Page text>

The task seems straightforward enough. Get passengers from inside the terminal onto a plane quickly and efficiently so the flight can leave on time.

But if you’ve ever stood in the aisle waiting as another passenger s-l-o-w-l-y takes off a coat, fiddles around for a book and then attempts to cram an overstuffed bag into the overhead bin, you know how tedious the process can be.

Airlines would also like to hurry it up. Not just because slow boarding makes already cranky travelers even crankier but because time is money for airlines, and planes earn their keep only when they’re flying.

Most carriers now give first-class passengers and elite frequent fliers a head start down the Jetway; they then board by groups, from back to the front or from window seats toward the aisle.

In March, United Airlines created clearly marked lanes for five different boarding groups.

“We also started going to a window-middle-aisle boarding method,” said United spokesman Charles Hobart. “This reduces the interference that may occur in the aisle as a result of someone having to move to allow another customer to sit in a window or middle seat.”

On many flights, American Airlines gives early-boarding privileges to passengers who won’t be using space in the overhead bins. And Southwest Airlines, which doesn’t assign seats, “lines people up like schoolchildren and avoids the ‘mad rush’ to the door,” said a flight attendant who tweets as @PeanutsnCoke.

“By allowing people to naturally flow to the seat where they want to sit among the available options in front of them, the time savings is unmistakable,” said Southwest spokesman Brad Hawkins. “Across 3,400-plus flights each day, that saved time realizes incalculable savings not only for Southwest but for our customers. Less time to board the whole plane translates into less time sitting and awaiting departure.”

Required tasks>
1. Reproduce a portion of the article on airplane boarding word for word. Begin at the words that contain "But if you’ve" and stop after "when they’re flying.".
2. In the article on airplane boarding, what did United Airlines create in March?

Information supplied>
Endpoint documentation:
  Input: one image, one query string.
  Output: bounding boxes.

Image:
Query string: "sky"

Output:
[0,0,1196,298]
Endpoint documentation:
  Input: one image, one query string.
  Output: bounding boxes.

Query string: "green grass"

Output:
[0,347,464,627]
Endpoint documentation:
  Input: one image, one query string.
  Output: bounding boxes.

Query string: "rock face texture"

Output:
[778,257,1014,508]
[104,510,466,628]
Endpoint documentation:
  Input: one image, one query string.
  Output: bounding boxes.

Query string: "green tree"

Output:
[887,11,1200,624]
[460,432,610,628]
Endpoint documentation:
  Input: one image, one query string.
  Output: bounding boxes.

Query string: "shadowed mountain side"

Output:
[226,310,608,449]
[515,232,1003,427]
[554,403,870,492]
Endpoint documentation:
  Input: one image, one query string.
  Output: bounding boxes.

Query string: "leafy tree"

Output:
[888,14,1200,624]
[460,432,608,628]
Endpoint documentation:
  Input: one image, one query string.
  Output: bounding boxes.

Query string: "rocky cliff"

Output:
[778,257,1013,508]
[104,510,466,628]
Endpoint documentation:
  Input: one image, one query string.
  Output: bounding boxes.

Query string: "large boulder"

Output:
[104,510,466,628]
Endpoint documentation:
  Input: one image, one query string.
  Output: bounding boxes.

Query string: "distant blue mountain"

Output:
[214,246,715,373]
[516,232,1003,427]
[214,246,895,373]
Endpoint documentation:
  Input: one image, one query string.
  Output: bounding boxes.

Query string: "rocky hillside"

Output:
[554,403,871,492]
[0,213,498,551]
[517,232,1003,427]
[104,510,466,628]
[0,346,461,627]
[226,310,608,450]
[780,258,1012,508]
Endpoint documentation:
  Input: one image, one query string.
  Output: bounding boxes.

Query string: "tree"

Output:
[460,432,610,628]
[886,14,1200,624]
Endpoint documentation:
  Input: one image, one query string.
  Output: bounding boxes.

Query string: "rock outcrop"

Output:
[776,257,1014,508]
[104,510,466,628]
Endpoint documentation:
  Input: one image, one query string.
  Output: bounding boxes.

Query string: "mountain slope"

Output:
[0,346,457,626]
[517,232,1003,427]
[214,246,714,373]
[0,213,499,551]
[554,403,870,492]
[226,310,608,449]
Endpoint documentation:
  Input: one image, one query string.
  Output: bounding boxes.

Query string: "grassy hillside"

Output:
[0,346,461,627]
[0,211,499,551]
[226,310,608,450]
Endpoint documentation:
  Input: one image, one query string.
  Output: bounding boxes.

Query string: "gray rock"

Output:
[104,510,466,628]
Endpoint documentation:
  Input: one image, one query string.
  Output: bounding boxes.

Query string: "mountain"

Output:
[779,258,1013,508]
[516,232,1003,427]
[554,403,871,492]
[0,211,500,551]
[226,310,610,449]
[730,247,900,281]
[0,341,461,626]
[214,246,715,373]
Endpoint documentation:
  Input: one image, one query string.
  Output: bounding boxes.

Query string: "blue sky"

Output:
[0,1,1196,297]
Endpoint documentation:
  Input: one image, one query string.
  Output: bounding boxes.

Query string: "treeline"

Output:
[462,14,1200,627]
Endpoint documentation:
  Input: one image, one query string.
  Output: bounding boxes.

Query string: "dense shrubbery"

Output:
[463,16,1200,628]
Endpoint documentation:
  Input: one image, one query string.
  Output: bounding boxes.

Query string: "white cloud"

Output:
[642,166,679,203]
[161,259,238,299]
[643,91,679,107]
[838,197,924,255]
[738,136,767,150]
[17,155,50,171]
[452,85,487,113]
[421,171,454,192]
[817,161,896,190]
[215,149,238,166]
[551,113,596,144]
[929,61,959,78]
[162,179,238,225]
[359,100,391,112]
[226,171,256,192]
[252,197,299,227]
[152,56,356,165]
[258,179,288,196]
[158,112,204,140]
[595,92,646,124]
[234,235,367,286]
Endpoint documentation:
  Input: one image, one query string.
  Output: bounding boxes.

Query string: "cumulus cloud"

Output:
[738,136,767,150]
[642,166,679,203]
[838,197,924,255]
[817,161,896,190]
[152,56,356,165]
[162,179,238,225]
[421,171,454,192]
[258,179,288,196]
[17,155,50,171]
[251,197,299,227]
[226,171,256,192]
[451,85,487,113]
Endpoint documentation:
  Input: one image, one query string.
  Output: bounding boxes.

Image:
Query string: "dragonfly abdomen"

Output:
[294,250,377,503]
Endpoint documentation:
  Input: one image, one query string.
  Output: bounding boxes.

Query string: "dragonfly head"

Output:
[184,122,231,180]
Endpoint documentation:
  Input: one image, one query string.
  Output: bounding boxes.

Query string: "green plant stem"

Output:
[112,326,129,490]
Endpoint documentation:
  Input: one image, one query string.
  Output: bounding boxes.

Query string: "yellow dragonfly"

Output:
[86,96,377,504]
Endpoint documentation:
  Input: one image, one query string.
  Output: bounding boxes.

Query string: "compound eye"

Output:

Replies>
1.
But if you’ve ever stood in the aisle waiting as another passenger s-l-o-w-l-y takes off a coat, fiddles around for a book and then attempts to cram an overstuffed bag into the overhead bin, you know how tedious the process can be.

Airlines would also like to hurry it up. Not just because slow boarding makes already cranky travelers even crankier but because time is money for airlines, and planes earn their keep only when they’re flying.

2. Clearly marked lanes for five different boarding groups.